=== Records to use ===
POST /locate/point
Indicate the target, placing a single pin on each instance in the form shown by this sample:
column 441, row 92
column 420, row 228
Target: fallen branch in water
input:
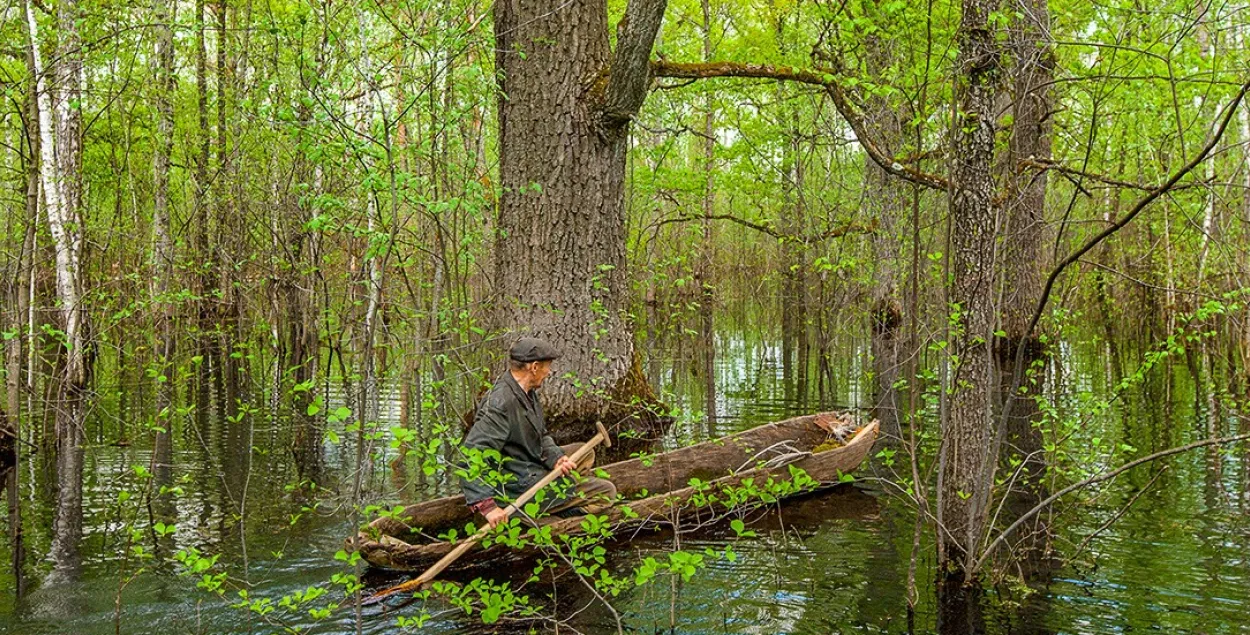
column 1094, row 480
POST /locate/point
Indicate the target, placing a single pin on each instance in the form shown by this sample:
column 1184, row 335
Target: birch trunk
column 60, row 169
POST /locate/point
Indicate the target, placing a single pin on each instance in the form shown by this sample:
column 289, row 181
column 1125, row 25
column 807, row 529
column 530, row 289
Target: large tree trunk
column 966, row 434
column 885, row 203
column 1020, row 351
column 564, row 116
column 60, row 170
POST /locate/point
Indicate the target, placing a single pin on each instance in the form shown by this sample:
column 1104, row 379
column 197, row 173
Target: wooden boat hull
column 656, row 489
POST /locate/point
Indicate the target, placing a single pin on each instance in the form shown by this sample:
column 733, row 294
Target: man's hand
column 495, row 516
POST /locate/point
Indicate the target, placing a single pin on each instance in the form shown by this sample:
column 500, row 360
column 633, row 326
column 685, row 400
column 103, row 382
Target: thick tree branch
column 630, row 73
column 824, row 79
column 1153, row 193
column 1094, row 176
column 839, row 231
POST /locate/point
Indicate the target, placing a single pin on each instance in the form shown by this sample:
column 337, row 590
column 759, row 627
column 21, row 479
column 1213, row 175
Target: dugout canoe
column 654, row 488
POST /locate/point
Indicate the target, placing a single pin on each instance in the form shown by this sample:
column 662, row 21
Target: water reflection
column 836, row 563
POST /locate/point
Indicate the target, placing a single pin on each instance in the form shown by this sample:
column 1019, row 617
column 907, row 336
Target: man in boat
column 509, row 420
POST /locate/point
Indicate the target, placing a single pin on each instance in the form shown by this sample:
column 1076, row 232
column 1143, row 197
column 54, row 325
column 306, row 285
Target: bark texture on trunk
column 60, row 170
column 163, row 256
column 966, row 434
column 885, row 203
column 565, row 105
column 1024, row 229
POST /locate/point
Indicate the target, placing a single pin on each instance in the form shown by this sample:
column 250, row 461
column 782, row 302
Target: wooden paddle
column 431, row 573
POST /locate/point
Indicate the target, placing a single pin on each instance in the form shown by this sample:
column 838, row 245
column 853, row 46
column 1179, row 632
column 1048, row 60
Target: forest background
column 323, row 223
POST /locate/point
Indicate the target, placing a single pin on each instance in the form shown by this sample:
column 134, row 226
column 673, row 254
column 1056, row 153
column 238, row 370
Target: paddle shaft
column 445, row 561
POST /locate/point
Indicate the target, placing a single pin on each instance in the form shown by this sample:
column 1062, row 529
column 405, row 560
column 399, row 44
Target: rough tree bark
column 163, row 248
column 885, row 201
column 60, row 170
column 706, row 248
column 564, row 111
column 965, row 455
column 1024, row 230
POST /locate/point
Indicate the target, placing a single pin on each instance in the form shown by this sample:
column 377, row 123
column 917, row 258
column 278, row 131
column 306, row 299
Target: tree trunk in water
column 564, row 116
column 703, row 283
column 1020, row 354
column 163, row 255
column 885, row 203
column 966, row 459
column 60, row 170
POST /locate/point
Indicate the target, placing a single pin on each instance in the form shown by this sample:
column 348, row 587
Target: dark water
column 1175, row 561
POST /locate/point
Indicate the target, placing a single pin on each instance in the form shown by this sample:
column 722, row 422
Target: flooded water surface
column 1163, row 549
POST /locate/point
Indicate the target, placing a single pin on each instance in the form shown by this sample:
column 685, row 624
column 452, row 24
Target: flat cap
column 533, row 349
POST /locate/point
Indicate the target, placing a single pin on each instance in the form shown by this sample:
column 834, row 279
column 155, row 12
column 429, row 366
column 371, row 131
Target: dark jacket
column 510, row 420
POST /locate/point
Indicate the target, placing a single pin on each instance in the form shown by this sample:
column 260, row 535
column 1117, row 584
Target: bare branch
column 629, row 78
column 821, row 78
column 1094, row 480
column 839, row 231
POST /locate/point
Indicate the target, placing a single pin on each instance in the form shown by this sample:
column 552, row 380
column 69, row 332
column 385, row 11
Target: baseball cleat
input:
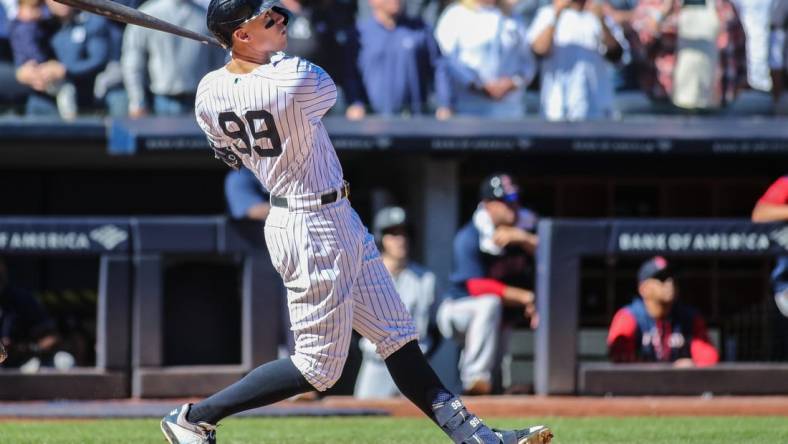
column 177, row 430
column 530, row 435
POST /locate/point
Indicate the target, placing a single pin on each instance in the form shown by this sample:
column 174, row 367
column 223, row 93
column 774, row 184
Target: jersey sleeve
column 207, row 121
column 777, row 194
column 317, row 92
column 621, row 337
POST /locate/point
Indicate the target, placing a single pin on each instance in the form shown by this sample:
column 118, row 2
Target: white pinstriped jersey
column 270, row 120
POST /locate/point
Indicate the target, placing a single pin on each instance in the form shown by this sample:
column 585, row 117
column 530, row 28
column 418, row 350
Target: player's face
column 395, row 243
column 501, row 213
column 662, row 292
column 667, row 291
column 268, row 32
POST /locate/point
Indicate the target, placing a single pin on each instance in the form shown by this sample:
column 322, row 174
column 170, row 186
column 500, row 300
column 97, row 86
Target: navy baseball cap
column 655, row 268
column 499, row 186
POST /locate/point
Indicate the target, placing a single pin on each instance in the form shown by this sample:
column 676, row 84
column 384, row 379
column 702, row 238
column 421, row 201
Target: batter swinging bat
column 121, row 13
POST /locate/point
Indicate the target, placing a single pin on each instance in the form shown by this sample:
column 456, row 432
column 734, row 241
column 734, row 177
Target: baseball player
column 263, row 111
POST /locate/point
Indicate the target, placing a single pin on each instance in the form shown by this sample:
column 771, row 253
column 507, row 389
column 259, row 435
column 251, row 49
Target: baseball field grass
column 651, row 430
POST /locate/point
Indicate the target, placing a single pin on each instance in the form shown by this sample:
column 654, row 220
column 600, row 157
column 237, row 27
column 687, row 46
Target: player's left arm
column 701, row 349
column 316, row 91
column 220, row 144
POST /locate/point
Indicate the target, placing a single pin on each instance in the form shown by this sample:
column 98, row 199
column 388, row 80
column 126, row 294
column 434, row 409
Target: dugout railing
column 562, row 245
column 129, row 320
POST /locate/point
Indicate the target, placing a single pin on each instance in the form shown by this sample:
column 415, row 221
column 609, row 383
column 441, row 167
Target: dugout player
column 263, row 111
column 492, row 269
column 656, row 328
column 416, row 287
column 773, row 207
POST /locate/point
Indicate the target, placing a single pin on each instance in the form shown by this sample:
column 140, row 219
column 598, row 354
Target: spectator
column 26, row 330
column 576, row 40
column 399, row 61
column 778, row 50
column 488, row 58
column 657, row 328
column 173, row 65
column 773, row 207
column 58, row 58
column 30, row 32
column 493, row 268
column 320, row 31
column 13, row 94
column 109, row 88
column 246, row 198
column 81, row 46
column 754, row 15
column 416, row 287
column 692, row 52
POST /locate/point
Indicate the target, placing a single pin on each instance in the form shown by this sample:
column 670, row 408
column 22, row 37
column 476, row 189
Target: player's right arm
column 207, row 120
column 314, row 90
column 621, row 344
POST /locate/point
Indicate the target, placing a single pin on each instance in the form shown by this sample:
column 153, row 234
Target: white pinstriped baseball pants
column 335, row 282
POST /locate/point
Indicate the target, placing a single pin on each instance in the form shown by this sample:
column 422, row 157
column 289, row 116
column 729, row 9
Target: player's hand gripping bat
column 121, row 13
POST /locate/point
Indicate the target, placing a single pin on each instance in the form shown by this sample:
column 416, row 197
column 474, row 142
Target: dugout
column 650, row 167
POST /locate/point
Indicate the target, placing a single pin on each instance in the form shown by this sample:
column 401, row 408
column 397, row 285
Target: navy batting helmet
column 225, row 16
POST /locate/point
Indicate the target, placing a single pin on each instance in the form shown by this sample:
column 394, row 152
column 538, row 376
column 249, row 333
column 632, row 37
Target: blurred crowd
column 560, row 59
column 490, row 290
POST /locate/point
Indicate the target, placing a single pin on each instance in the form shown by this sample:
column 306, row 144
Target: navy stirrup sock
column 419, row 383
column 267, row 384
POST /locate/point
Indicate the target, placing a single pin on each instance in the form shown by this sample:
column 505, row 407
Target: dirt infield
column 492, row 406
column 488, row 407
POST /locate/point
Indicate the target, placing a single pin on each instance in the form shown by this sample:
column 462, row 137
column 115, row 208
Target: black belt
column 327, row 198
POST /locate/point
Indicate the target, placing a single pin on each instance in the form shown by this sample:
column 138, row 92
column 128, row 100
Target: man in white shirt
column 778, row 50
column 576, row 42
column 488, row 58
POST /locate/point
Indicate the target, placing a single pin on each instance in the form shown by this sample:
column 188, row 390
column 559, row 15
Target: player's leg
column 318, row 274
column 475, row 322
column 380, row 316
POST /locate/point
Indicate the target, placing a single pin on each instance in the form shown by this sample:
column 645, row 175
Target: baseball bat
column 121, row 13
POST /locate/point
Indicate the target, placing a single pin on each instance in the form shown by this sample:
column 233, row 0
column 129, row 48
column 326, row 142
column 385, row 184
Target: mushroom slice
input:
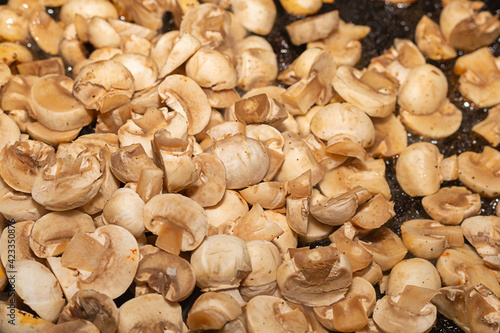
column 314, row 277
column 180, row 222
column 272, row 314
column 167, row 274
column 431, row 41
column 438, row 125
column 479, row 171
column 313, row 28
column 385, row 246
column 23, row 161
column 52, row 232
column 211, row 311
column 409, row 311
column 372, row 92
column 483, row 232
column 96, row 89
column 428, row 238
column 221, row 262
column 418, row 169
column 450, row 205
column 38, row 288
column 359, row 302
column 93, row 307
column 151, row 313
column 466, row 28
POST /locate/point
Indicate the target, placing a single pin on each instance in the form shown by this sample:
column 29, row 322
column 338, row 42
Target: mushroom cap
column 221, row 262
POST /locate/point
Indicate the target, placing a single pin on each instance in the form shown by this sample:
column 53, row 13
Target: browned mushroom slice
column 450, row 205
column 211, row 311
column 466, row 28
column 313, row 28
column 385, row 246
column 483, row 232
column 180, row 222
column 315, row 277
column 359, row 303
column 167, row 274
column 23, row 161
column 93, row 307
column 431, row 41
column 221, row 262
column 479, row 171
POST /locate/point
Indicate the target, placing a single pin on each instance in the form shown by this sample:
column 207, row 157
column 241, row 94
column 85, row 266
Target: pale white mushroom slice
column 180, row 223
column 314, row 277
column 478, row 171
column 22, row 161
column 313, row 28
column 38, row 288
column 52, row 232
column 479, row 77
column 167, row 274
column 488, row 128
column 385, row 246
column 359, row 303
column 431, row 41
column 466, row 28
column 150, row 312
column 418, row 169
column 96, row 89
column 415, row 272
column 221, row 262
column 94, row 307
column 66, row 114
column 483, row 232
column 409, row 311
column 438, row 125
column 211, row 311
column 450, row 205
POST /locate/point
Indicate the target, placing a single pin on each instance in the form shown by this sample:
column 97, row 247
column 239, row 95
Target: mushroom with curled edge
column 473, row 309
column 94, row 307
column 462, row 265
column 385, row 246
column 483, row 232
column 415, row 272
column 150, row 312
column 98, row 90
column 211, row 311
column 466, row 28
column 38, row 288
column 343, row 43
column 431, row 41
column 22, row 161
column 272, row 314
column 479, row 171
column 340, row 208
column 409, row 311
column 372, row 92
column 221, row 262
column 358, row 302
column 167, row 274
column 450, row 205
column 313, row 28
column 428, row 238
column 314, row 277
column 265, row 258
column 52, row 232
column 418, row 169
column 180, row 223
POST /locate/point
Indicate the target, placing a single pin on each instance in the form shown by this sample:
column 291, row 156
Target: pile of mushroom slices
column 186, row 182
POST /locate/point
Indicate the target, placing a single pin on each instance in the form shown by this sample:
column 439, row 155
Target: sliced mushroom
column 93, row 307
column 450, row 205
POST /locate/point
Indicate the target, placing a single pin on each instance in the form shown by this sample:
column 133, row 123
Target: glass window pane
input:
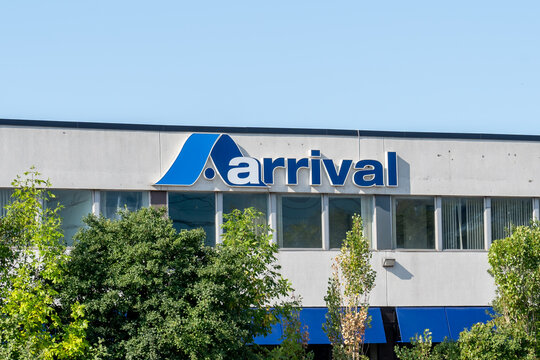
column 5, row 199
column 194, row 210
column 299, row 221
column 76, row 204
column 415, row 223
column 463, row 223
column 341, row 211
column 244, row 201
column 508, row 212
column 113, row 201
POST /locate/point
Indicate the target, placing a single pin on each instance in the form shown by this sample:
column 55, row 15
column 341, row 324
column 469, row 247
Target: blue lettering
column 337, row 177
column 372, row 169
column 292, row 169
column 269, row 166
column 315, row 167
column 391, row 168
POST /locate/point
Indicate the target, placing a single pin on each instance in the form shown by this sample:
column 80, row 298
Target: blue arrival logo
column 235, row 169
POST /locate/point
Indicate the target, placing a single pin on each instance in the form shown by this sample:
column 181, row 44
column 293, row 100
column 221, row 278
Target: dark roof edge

=== What to do ===
Rewrite the material starting at its first line and ending at the line that contains "column 495, row 516", both included, with "pin" replaced by "marker" and everything else left unchanged. Leave the pictures out of your answer.

=== The response ===
POST /locate/point
Indicate the target, placing a single marker on each instance in the form shown by this sample:
column 441, row 92
column 420, row 228
Target: fallen branch in water
input:
column 1094, row 480
POST /locate/point
Indicate the target, placing a single marker on each instance in the form shown by this sample:
column 1184, row 335
Target: birch trunk
column 60, row 169
POST /locate/point
Indicate the target, placing a single marker on each instance in the form shown by this sample:
column 289, row 181
column 1125, row 25
column 807, row 529
column 530, row 289
Target: large tree trunk
column 966, row 434
column 885, row 203
column 1020, row 351
column 564, row 116
column 60, row 170
POST /locate/point
Indicate the target, placing a single marker on each instance in the form shown by this sample:
column 1104, row 379
column 197, row 173
Target: wooden boat hull
column 656, row 489
POST /locate/point
Indicate the target, placing a single marker on each instance in the form shown by this sample:
column 733, row 294
Target: man's hand
column 495, row 516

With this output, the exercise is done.